> [Job] Rewrite the rows below, starting at the line that contains "of the white" and running through the last row, inclusive. Replace "tent canopy" with "awning" and leave everything else unchanged.

# Start of Given data

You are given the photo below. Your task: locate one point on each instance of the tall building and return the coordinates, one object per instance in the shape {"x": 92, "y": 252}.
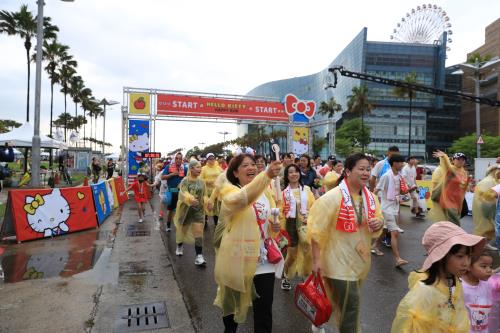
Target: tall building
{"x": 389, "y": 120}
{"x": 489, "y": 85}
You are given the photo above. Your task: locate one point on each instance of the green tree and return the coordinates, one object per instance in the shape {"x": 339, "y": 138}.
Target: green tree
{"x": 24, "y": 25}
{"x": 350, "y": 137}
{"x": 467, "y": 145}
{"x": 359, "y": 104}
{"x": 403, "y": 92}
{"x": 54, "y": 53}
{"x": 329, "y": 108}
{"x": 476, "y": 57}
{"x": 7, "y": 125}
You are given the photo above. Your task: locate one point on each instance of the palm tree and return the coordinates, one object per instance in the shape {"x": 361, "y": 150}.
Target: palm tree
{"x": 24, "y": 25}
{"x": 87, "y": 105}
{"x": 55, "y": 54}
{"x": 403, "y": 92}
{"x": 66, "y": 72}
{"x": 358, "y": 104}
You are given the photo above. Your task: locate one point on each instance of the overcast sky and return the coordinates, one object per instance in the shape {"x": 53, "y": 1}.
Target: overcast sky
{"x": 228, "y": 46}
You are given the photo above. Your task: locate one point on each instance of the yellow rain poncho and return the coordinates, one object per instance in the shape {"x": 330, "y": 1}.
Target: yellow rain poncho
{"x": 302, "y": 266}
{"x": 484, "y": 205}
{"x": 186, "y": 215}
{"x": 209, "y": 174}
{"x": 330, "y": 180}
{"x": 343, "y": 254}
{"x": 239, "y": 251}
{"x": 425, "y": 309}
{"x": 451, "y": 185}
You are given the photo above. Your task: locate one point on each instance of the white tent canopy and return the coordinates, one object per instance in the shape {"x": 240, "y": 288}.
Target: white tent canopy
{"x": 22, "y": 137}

# End of Given data

> [Exercise result]
You are given the photo above. Your task: locate one point on each instance of the white awning and return the coordinates, one object per instance in the shape {"x": 240, "y": 288}.
Target: white awning
{"x": 22, "y": 137}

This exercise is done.